* **Tasks and exercises**:
1. Reproduce the passage of the article on Israel's female observer soldiers from "The buildings on" up to and including "of Tel Aviv.".
2. Write the next part of the article on the female field observers at the Nahal Oz base, picking up after its final sentence.

Israeli Scene
The Tragic Fate of Israel’s Female Observer Soldiers
Roni Eshel loved food. During weekends, her parents would visit her at the Nahal Oz base close to the border with Gaza, where she served as a field observer, or tatzpitanit, in the Israel Defense Forces. For the year and four months that she was stationed there, they would bring pasta, salad and meat dishes and sit together in the beautiful, flower-filled park between the base and Kibbutz Nahal Oz, eating and laughing.
That park is now overgrown, and the smell of fresh flowers has faded. Plastic shopping bags are tangled in the thorny brush. And Roni is dead.
On October 7, beginning at 6:23 in the morning, hundreds of Hamas terrorists stormed Roni’s base, murdering around 60 soldiers, including 15 unarmed female field observers, members of IDF Unit 414—the majority of whom burned to death while hiding in their command center. Seven observers were kidnapped; the IDF later rescued one, Ori Megidish, and the body of another, Noa Marciano, who was killed in captivity. Hamas is still holding hostage the other five. Only four female observers escaped the carnage.
The buildings on the base are scarred with bullet holes. Most of the surveillance cameras are destroyed. And everything in the command center, the operations hub where the observers spent most of their working hours monitoring Israel’s border with Gaza, is blackened or melted—from the computers to the walls.
More than eight months after the attack, the smell of fire still lingers inside the building, evoking the tragedy that befell the young women who died there. As Roni’s father, Eyal Eshel, walked through the command center on a recent visit, his footsteps echoed amid the charred remains. He travels to the base every month or so from the family home in Tzur Yitzhak, a small village north of Tel Aviv.
He, like many in the country, is still searching for answers: Why were these soldiers, stationed less than a mile from the Gaza border, without defensive weapons? Why were they instructed to remain in their safe rooms and command centers while no efforts were made to rescue them?

* **Dataset extract**:
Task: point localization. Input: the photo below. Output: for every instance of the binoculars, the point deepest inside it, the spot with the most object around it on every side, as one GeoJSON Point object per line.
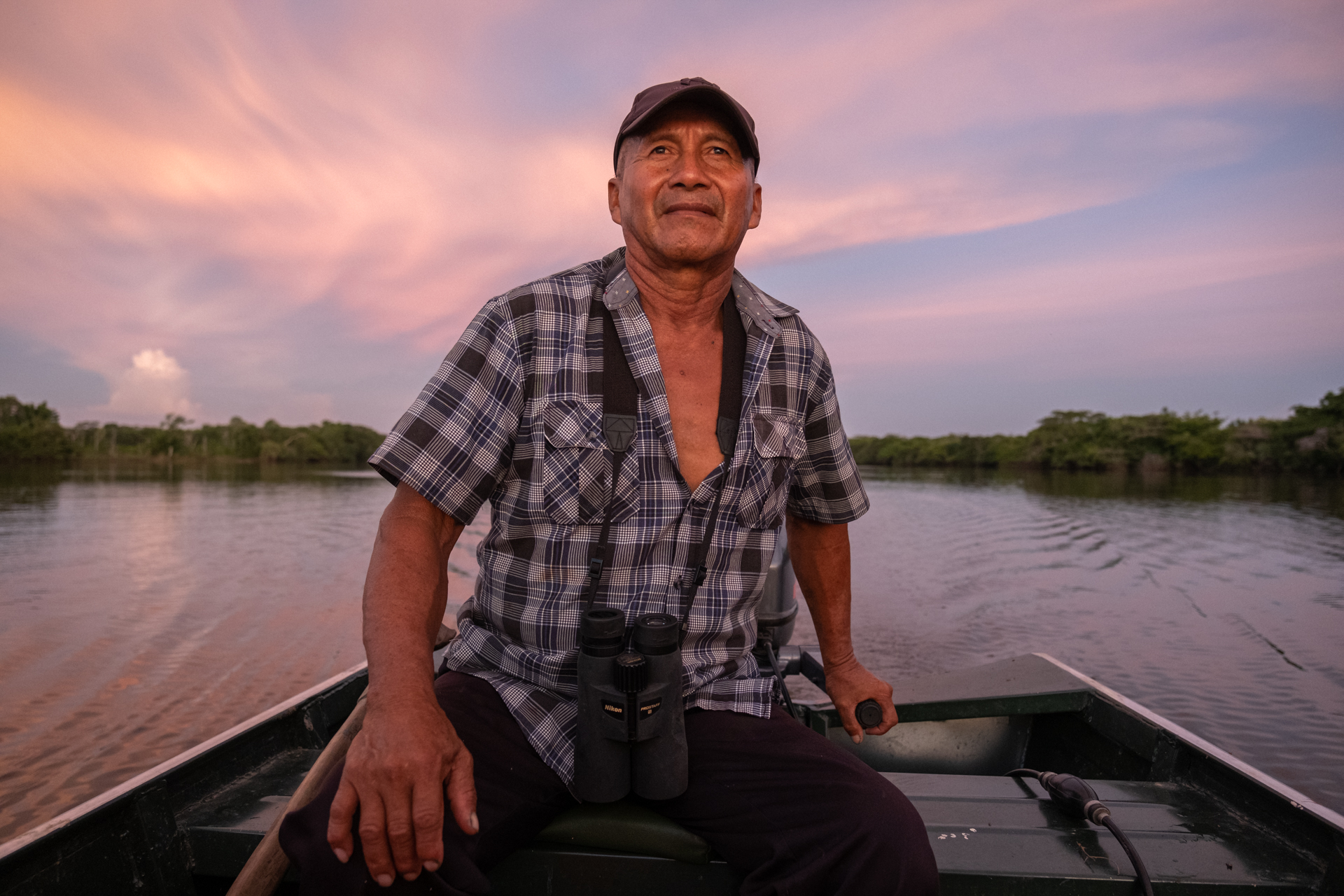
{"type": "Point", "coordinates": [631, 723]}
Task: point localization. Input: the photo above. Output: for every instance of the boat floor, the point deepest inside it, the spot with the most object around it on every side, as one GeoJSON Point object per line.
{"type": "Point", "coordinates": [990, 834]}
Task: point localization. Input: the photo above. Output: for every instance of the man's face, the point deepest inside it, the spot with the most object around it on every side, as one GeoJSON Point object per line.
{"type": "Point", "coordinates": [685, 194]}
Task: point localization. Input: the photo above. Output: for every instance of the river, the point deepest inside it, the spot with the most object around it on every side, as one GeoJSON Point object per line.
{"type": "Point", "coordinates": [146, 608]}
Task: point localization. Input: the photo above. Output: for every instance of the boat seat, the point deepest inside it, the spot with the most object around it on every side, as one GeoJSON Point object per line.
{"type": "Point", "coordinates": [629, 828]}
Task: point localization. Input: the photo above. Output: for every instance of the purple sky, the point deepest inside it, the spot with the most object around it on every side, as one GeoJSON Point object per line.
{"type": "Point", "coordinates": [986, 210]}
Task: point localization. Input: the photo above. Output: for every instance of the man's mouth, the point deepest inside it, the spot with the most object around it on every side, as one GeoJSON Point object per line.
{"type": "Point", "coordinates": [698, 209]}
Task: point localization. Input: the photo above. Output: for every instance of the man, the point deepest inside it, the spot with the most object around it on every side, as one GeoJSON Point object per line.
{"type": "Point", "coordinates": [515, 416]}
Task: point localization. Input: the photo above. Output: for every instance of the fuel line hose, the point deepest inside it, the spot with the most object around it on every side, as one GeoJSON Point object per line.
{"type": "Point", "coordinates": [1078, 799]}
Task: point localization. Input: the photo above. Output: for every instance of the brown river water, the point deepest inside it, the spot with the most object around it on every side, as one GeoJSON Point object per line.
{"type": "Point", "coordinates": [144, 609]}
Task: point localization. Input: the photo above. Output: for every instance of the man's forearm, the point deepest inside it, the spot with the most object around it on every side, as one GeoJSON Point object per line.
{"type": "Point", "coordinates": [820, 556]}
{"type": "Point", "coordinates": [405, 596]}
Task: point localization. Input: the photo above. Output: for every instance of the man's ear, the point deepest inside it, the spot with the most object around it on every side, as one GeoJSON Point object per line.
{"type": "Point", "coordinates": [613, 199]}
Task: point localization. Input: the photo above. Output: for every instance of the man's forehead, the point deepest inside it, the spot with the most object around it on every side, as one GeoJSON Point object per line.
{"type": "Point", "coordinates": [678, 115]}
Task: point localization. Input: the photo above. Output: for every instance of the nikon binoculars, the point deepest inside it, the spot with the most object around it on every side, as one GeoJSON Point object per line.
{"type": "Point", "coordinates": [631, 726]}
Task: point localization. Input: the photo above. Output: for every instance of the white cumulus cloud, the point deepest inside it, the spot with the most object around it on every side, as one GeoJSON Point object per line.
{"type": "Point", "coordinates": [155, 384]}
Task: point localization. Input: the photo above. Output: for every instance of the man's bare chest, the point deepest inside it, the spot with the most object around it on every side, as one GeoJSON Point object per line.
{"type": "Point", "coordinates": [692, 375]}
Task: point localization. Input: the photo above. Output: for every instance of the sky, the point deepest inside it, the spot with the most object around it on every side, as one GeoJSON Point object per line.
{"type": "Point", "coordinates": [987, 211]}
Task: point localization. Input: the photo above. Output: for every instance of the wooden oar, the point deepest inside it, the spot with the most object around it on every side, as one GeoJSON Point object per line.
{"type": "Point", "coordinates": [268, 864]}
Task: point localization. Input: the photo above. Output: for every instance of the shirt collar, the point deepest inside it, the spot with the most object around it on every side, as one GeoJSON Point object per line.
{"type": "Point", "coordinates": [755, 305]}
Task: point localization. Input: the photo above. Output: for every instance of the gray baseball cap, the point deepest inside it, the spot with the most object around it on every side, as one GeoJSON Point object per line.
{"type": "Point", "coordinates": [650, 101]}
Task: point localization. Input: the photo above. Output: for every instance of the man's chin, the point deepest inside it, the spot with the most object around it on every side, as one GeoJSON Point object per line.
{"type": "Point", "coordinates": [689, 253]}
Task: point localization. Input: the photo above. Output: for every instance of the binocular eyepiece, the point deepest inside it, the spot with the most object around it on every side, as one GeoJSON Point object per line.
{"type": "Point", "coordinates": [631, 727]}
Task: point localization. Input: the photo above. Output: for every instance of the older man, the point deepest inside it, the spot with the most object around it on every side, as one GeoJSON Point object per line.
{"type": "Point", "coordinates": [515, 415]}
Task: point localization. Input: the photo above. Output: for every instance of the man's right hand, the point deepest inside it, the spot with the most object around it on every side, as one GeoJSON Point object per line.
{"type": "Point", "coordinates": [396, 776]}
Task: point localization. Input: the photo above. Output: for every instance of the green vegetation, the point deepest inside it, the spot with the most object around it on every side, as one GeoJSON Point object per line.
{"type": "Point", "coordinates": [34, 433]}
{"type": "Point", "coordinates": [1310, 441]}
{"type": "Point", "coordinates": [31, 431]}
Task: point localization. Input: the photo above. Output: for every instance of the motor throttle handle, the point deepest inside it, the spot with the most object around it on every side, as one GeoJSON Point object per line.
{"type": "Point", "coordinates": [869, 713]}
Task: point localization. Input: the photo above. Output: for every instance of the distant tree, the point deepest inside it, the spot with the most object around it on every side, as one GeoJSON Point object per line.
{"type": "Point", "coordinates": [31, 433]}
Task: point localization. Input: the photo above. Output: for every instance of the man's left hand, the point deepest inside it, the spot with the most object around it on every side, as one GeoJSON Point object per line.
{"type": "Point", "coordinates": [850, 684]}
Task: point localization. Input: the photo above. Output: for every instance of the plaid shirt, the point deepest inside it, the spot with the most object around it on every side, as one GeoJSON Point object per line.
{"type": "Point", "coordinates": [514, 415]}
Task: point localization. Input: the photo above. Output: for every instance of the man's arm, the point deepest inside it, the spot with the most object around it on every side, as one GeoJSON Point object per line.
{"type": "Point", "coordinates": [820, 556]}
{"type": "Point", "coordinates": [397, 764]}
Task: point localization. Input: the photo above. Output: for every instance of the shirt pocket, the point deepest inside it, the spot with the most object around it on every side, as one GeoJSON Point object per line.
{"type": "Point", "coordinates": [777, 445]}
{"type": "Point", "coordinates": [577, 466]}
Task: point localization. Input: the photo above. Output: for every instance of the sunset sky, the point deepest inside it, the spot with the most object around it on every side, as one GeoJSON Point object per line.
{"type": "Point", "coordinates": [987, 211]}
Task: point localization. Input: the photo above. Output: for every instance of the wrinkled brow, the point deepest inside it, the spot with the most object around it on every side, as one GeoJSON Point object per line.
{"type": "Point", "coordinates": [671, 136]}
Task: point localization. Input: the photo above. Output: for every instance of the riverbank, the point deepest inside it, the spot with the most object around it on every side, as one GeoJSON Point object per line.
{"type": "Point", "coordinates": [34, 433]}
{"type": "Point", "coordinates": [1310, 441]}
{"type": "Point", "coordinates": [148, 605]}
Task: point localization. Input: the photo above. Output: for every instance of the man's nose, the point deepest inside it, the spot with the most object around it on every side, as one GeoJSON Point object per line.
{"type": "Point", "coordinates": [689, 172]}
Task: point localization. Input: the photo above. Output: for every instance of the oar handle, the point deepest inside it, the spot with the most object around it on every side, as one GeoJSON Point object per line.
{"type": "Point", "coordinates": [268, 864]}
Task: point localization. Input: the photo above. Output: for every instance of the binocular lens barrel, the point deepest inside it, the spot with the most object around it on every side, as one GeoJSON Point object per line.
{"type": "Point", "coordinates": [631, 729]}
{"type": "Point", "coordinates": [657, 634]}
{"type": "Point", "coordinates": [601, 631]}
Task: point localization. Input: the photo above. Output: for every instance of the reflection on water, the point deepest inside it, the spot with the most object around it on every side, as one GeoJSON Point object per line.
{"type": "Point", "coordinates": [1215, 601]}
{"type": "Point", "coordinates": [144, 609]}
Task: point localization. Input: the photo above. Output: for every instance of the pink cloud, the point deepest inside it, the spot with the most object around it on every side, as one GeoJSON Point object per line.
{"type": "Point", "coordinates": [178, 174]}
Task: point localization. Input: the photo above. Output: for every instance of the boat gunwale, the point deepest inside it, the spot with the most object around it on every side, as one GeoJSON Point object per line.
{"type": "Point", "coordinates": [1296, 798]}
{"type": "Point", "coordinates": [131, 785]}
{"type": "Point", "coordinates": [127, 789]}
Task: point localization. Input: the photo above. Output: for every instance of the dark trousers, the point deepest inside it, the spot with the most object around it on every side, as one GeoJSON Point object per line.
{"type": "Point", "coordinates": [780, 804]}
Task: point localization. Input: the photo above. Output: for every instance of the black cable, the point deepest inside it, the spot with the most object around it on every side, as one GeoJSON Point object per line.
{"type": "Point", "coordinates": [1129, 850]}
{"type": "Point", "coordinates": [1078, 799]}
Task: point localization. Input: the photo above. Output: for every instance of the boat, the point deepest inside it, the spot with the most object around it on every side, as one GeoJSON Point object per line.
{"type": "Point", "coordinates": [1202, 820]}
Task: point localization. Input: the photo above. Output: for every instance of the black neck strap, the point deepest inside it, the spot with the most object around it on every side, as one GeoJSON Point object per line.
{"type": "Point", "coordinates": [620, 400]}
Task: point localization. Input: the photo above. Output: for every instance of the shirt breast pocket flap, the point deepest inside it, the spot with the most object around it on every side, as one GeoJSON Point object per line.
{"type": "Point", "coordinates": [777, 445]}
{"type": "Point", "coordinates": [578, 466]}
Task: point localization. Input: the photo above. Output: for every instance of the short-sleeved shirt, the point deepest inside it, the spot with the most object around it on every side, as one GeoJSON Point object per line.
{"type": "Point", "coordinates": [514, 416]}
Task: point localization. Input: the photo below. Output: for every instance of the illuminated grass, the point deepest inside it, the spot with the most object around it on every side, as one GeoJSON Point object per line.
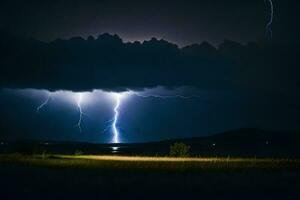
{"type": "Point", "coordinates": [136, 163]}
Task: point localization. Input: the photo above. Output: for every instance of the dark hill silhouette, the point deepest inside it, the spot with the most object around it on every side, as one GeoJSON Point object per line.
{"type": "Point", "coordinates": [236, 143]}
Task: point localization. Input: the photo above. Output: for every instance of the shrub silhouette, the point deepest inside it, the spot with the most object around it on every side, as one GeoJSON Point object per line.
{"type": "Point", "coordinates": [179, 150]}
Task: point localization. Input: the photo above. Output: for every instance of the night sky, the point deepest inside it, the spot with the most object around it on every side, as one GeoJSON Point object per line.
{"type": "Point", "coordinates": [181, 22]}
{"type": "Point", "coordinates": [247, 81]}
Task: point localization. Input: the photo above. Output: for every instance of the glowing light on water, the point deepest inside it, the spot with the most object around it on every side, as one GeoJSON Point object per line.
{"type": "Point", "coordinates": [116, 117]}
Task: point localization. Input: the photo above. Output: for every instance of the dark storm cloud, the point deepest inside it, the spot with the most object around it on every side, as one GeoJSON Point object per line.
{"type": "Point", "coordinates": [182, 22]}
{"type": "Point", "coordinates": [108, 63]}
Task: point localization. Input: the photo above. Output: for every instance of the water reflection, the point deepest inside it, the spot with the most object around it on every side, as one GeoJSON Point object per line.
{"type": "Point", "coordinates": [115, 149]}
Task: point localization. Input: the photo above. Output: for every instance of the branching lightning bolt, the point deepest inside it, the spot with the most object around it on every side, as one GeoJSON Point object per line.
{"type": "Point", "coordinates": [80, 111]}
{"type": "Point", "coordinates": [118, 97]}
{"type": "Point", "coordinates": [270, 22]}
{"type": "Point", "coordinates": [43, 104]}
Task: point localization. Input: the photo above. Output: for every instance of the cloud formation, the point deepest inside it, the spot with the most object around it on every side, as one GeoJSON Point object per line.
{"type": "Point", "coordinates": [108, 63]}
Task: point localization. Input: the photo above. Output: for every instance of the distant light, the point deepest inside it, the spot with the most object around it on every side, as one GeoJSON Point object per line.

* **Answers**:
1.
The buildings on the base are scarred with bullet holes. Most of the surveillance cameras are destroyed. And everything in the command center, the operations hub where the observers spent most of their working hours monitoring Israel’s border with Gaza, is blackened or melted—from the computers to the walls.
More than eight months after the attack, the smell of fire still lingers inside the building, evoking the tragedy that befell the young women who died there. As Roni’s father, Eyal Eshel, walked through the command center on a recent visit, his footsteps echoed amid the charred remains. He travels to the base every month or so from the family home in Tzur Yitzhak, a small village north of Tel Aviv.

2.
And, perhaps most critically, why were these women’s repeated warnings about a potential Hamas infiltration ignored? Could the October 7 tragedy and ensuing war have been averted if their warnings had been heeded?
“No one listened to them. No one took care of them,” Eshel said. “These were nobody’s soldiers.”
In May, the families of the female observers who remain in captivity—Liri Albag, Karina Ariev, Agam Berger, Daniela Gilboa and Naama Levy—released a video captured on Hamas body cameras of their loved ones being abducted on October 7, once again drawing public attention to the story of the observers at Nahal Oz. The video shows the women bloodied and being tormented, with one terrorist specifically referring to those they were abducting as “female war prisoners.”
“No one has the privilege of ignoring this video, of seeing the humiliation the girls experienced every single moment,” said Ariev’s sister, Sasha Ariev.
The families said they released the video to put pressure on the government to return to negotiations and close a deal for the hostages. The next day, the government announced that negotiations had resumed.
“The story of the brave observers is, on one leg, the story of the failure” of Israel on October 7, said retired IDF General Noam Tibon. Their story, he said, needs to be uncovered “to honor their memory and to learn…what we need to fix in the IDF and the State of Israel.”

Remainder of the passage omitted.